Document section>
■ ■ ■
Title: Fast Fuzzy String Joins for Data Frames
Version: 0.0.1
Description: Perform fuzzy joins on data frames using approximate string matching. Implements all standard join types (inner, left, right, full, semi, anti) with support for multiple string distance metrics from the 'stringdist' package including Levenshtein, Damerau-Levenshtein, Jaro-Winkler, and Soundex. Features a high-performance 'data.table' backend with 'C++' row binding for efficient processing of large datasets. Ideal for matching misspellings, inconsistent labels, messy user input, or reconciling datasets with slight variations in identifiers. Optionally returns distance metrics alongside matched records.
License: MIT + file LICENSE
Depends: R (≥ 4.1)
■ ■ ■
[Extracted data entries]
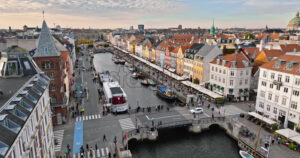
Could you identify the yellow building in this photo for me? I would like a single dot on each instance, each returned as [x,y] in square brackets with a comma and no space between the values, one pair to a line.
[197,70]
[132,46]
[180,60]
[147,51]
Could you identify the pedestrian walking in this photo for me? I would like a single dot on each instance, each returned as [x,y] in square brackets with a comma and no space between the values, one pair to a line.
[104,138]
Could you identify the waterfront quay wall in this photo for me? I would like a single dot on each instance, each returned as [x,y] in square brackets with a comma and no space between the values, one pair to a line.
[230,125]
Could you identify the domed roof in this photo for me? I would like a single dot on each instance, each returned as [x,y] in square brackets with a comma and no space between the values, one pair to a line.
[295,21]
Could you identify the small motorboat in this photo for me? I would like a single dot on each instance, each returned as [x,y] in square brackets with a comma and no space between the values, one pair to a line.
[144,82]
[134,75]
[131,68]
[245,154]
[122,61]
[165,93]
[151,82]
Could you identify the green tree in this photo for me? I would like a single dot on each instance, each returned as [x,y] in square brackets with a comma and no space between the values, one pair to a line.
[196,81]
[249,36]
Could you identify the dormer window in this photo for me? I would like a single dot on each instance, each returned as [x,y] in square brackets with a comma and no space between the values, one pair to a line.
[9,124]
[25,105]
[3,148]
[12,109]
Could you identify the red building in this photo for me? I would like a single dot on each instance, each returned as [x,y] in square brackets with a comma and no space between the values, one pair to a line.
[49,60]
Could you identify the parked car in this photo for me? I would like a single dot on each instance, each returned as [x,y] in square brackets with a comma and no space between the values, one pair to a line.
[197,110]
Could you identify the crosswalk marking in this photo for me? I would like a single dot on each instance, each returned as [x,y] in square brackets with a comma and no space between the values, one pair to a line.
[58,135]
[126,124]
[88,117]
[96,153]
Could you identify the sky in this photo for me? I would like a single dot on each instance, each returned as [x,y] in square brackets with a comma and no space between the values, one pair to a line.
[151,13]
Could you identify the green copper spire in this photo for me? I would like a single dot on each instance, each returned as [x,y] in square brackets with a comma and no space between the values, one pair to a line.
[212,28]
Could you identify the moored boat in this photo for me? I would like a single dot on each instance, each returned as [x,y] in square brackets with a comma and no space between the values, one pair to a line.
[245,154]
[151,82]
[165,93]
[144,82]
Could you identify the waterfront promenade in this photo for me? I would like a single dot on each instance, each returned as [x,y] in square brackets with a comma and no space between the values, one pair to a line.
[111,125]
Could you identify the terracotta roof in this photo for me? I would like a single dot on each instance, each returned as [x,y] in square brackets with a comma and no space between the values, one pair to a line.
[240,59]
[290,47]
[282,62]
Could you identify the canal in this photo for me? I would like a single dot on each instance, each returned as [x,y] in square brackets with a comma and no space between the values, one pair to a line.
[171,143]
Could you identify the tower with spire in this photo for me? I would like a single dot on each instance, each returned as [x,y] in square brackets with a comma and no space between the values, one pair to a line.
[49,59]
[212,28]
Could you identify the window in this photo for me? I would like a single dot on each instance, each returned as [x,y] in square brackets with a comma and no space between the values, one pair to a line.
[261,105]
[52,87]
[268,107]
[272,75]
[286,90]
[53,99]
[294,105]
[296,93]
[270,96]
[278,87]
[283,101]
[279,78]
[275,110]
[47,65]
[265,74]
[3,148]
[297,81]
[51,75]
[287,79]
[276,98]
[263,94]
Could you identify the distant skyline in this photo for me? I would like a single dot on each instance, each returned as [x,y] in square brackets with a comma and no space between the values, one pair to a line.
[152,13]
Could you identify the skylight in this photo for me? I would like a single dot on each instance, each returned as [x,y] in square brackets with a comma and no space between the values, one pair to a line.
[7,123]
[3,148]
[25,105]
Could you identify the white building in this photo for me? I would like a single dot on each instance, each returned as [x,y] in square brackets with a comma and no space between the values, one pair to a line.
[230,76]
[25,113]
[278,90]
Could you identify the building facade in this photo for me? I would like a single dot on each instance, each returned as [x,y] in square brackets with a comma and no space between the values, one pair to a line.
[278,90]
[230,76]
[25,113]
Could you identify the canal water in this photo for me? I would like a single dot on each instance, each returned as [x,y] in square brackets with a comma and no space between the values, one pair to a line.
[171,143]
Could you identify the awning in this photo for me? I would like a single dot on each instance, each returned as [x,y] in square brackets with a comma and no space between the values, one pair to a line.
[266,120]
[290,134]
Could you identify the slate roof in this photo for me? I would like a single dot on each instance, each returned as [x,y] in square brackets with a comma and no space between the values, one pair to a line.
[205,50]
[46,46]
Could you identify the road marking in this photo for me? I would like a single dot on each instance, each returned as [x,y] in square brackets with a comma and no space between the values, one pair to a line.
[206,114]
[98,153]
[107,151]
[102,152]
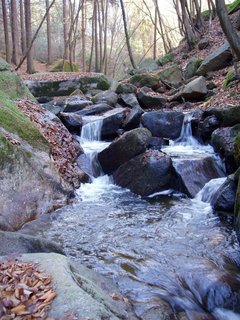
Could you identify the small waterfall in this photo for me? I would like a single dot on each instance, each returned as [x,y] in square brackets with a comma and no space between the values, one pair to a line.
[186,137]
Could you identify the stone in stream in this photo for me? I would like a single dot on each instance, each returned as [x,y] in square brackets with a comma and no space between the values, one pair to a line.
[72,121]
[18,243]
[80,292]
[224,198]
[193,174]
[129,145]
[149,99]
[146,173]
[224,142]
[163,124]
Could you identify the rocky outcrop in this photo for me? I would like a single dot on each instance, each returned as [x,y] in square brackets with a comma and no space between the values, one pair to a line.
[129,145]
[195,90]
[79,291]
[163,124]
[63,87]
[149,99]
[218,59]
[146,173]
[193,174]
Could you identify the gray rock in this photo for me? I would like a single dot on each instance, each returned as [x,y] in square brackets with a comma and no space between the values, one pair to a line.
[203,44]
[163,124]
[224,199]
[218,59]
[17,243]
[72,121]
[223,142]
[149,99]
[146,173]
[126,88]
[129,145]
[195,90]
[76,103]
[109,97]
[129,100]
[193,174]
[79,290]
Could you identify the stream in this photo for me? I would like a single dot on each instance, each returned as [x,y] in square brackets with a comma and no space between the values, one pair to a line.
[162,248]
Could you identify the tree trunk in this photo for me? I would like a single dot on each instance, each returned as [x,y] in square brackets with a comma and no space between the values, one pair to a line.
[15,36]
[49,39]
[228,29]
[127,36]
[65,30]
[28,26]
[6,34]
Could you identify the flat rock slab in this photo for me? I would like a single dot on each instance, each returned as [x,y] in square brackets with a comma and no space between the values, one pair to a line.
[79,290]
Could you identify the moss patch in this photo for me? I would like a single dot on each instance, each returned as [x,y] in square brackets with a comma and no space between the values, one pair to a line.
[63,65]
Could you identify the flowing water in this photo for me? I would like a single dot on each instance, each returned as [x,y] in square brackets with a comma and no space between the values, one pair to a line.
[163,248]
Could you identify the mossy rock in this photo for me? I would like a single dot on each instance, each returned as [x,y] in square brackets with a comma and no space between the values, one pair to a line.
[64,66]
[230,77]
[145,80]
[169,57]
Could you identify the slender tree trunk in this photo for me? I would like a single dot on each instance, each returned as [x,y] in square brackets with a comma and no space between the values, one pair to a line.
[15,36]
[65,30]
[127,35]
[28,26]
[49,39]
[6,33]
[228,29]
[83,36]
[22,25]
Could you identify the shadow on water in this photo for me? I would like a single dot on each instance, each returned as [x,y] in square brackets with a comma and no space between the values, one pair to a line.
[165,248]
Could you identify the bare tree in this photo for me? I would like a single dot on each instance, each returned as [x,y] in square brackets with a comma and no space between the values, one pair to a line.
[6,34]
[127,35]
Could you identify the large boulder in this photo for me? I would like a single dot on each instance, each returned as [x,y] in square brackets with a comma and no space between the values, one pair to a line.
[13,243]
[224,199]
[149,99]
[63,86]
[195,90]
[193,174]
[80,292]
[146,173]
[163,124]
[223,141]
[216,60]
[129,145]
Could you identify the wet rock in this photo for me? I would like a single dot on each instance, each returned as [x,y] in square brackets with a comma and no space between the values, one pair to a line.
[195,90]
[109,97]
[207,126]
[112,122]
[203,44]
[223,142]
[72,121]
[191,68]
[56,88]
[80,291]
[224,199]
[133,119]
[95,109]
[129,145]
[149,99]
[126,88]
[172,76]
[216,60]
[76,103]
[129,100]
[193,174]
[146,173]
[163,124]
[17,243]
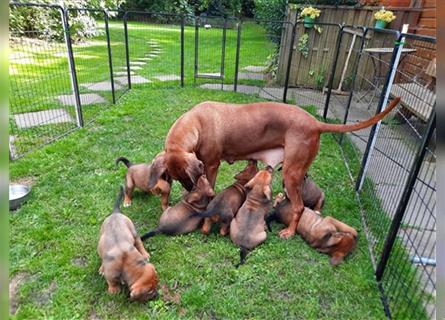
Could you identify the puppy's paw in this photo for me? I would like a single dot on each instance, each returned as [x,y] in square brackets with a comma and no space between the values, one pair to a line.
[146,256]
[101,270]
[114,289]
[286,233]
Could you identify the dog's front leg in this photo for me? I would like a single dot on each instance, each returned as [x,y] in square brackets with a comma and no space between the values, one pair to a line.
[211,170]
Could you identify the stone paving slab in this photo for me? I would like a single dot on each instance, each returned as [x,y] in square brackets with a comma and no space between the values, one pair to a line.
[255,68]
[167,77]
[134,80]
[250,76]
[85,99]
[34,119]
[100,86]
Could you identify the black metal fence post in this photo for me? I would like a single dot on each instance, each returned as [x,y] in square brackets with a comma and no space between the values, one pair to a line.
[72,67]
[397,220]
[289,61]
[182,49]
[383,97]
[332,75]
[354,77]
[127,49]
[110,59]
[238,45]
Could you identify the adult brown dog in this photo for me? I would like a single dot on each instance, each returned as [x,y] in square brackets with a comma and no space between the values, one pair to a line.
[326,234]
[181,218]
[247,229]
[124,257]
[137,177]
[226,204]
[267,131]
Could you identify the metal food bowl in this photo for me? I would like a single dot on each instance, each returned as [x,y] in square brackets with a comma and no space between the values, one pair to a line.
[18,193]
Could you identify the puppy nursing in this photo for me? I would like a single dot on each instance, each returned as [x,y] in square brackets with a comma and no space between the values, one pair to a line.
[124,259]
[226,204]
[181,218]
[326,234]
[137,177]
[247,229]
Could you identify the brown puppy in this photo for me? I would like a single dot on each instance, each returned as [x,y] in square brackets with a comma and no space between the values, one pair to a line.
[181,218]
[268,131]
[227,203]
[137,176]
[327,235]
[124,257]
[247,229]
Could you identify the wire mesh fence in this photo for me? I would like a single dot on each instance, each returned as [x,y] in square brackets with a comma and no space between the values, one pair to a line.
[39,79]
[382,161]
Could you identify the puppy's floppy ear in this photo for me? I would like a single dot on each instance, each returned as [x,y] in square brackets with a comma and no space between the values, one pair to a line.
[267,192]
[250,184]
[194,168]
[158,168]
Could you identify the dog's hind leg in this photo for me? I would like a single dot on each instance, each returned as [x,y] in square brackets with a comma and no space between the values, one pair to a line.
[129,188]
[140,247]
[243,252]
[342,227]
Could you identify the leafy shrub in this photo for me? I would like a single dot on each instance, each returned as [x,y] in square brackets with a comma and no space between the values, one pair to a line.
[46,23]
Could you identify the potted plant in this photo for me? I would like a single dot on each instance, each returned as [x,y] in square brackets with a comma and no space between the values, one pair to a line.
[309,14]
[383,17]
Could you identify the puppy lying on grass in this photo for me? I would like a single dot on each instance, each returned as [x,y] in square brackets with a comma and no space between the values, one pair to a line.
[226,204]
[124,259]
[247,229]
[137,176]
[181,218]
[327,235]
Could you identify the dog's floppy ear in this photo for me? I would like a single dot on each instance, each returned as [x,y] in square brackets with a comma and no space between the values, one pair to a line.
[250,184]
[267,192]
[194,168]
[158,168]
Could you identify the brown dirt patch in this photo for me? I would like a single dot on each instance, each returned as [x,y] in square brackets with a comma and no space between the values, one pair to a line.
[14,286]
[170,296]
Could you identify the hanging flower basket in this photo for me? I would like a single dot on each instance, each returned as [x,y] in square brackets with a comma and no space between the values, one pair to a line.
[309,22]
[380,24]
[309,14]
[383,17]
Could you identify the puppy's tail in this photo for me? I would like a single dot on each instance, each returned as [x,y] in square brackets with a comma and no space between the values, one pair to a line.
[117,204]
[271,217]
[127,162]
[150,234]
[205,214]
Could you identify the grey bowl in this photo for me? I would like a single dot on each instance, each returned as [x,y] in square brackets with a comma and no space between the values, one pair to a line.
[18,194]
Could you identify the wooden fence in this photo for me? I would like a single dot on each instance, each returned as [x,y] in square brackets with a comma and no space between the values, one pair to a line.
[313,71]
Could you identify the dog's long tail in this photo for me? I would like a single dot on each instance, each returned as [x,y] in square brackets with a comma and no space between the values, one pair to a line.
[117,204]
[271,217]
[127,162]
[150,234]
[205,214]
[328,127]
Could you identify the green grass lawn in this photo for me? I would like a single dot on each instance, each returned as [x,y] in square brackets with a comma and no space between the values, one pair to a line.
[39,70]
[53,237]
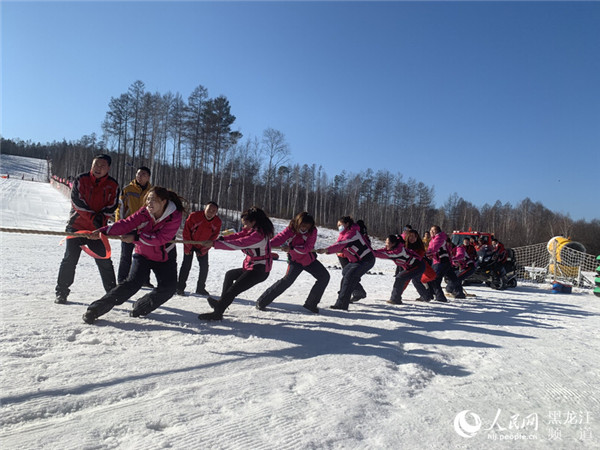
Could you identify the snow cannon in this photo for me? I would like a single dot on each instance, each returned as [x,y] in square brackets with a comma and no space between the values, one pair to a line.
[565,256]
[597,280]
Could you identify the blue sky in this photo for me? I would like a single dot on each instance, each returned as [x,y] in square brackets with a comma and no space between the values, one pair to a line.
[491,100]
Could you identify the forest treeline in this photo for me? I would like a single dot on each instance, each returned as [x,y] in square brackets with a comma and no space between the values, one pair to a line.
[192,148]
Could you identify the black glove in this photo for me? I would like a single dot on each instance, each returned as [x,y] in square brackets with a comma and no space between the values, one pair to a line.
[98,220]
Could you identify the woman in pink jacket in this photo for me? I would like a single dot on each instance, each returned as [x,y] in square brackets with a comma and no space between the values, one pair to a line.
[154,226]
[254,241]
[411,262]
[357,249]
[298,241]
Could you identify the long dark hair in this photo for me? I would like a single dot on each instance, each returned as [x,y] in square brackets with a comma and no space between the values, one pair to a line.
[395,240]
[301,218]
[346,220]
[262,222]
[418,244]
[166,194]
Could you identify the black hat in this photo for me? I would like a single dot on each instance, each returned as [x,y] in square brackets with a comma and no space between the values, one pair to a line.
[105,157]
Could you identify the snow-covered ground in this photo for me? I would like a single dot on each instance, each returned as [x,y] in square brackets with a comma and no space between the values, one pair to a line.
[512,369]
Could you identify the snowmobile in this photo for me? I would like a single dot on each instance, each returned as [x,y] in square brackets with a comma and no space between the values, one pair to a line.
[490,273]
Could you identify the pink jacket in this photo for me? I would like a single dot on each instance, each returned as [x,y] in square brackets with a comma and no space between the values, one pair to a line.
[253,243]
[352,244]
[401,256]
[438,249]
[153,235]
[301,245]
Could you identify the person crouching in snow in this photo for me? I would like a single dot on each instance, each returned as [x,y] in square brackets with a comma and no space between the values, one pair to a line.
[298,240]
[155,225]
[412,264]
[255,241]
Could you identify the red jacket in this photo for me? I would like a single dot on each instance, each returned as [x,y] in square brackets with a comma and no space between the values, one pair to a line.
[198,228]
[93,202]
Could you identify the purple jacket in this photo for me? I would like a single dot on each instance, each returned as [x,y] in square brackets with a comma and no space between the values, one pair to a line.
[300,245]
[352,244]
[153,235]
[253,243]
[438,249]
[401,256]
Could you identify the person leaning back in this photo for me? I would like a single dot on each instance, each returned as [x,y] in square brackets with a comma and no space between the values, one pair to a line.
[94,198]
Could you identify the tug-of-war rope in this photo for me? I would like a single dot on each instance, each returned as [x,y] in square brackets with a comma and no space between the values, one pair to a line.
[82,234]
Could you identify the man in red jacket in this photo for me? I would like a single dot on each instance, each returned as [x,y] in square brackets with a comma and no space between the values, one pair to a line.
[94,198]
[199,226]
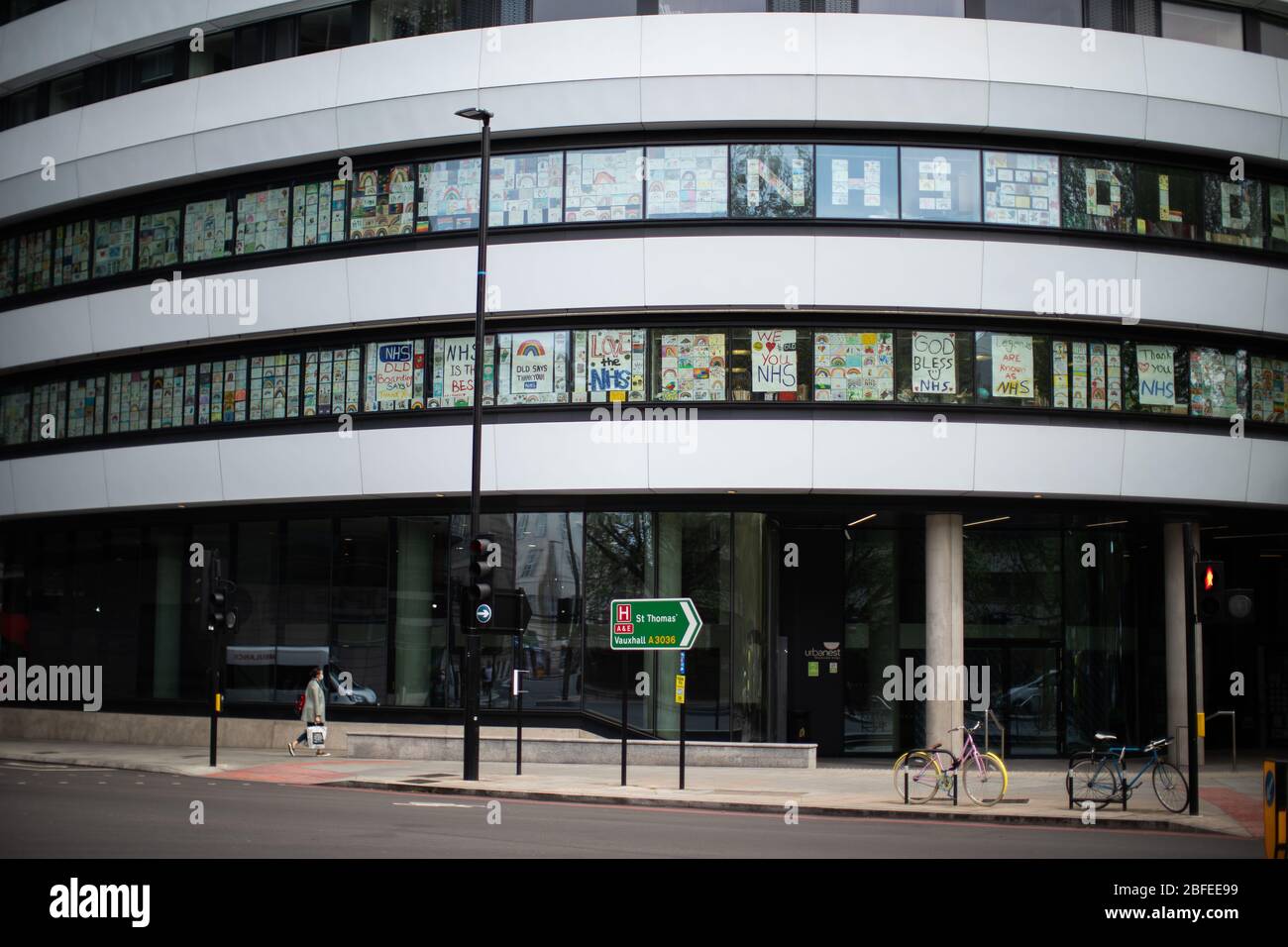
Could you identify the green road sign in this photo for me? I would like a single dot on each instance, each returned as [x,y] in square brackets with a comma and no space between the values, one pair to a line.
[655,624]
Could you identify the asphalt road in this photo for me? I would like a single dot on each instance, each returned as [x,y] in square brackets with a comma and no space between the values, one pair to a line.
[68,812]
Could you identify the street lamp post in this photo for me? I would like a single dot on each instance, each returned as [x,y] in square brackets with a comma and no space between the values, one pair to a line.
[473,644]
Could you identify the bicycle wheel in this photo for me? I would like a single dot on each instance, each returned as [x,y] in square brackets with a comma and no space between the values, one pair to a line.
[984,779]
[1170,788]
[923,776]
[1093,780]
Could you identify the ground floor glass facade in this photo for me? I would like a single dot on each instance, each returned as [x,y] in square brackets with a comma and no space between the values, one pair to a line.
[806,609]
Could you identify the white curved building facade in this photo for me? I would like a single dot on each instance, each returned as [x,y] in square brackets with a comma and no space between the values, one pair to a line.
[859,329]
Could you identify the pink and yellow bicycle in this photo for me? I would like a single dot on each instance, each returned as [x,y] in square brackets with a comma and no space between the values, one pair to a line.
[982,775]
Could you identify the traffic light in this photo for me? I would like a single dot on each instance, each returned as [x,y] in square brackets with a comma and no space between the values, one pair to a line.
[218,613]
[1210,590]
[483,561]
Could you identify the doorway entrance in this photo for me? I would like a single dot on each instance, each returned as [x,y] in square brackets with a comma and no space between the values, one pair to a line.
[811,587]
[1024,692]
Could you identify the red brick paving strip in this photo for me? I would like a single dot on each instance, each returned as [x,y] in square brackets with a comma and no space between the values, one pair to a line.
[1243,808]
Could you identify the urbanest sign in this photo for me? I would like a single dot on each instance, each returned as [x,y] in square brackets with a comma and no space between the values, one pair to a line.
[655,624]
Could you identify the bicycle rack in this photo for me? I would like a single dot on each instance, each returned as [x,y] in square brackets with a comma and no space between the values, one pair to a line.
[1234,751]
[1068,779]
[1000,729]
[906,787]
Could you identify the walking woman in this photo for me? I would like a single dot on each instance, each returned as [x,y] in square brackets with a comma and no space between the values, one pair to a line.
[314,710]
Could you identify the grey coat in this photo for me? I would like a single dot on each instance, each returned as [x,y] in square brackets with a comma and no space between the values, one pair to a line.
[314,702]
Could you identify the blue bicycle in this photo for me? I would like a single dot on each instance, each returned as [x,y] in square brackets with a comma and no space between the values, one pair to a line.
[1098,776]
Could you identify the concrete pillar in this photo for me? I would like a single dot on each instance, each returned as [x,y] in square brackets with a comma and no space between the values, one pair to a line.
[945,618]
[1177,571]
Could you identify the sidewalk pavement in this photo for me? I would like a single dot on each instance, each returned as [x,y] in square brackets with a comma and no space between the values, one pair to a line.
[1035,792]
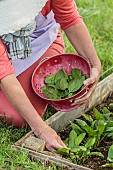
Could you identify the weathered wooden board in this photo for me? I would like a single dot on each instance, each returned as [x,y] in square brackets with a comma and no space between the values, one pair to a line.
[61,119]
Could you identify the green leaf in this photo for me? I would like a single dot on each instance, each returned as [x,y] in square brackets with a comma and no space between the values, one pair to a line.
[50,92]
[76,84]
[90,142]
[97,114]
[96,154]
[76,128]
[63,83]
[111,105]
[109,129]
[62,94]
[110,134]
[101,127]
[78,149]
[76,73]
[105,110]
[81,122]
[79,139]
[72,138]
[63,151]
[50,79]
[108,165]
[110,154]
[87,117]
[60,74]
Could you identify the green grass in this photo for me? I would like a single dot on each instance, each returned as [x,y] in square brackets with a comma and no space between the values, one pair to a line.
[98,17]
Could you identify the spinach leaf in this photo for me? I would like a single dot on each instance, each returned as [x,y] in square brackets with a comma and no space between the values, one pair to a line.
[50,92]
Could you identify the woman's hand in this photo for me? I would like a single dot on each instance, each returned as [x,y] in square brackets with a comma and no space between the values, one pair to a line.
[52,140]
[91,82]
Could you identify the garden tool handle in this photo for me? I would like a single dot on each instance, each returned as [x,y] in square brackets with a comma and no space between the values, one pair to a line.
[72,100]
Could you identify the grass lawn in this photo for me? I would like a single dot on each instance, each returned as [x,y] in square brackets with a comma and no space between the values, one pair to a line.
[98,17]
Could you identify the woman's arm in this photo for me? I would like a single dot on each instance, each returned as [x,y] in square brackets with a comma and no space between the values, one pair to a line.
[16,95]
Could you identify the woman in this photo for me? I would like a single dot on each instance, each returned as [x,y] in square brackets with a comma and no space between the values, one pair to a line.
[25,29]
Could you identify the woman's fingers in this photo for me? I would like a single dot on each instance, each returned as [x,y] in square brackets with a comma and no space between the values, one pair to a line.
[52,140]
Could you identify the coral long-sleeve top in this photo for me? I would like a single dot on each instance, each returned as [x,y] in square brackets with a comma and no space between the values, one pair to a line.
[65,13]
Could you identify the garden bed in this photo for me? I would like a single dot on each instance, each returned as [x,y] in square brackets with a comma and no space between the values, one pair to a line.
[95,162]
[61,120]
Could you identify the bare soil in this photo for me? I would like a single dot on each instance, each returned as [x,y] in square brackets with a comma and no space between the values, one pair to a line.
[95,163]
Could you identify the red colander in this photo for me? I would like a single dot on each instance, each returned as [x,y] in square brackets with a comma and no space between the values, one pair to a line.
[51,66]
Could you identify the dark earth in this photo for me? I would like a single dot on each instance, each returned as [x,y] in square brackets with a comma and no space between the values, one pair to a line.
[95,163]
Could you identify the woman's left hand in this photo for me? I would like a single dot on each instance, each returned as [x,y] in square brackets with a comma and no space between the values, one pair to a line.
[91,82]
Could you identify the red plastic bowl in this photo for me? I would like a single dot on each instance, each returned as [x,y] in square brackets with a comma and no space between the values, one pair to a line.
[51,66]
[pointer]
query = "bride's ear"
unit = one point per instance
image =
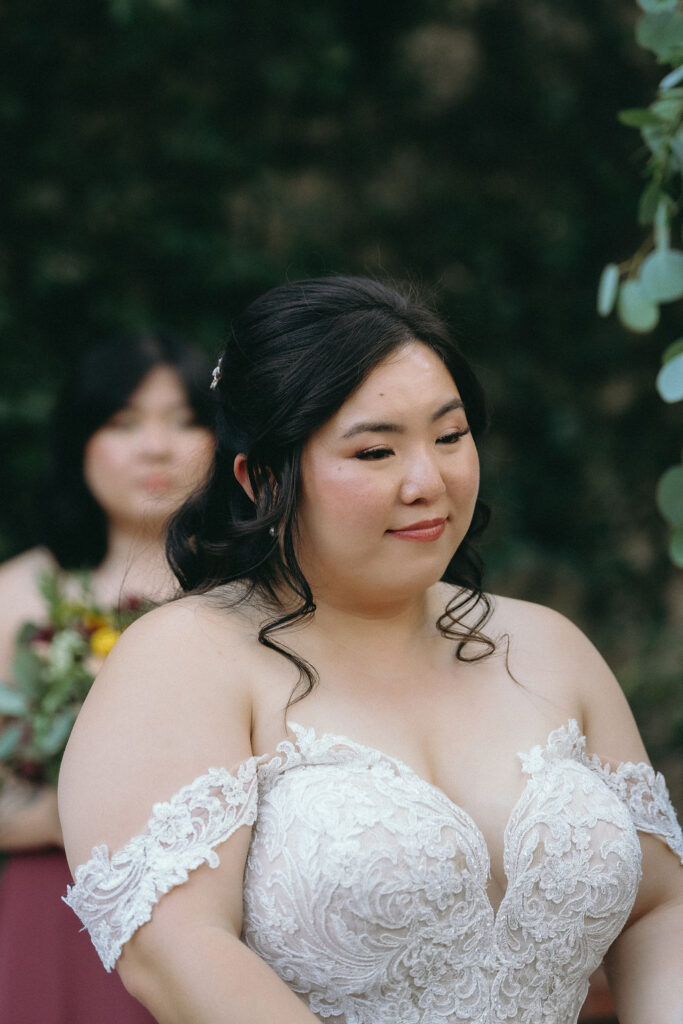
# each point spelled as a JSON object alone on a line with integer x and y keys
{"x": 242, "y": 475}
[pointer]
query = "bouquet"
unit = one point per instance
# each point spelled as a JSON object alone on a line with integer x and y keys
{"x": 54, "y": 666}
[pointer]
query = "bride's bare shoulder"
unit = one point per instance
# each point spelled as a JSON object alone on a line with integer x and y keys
■ ■ ■
Requests>
**1.** Answer these questions about the package description:
(a) What license is the package released under?
(b) What is the minimum R version it depends on?
(c) Which package supplies its string distance metrics?
**2.** According to the package description, why does the package use a 'data.table' backend with 'C++' row binding?
**3.** In the package description, take the part that opens with the words "Title: Fast Fuzzy" and closes with "Depends: R (≥ 4.1)", and swap "misspellings" for "typos".

Solutions to the tasks>
**1.**
(a) MIT + file LICENSE
(b) R 4.1
(c) 'stringdist'

**2.** It uses them to process large datasets efficiently.

**3.**
Title: Fast Fuzzy String Joins for Data Frames
Version: 0.0.1
Description: Perform fuzzy joins on data frames using approximate string matching. Implements all standard join types (inner, left, right, full, semi, anti) with support for multiple string distance metrics from the 'stringdist' package including Levenshtein, Damerau-Levenshtein, Jaro-Winkler, and Soundex. Features a high-performance 'data.table' backend with 'C++' row binding for efficient processing of large datasets. Ideal for matching typos, inconsistent labels, messy user input, or reconciling datasets with slight variations in identifiers. Optionally returns distance metrics alongside matched records.
License: MIT + file LICENSE
Depends: R (≥ 4.1)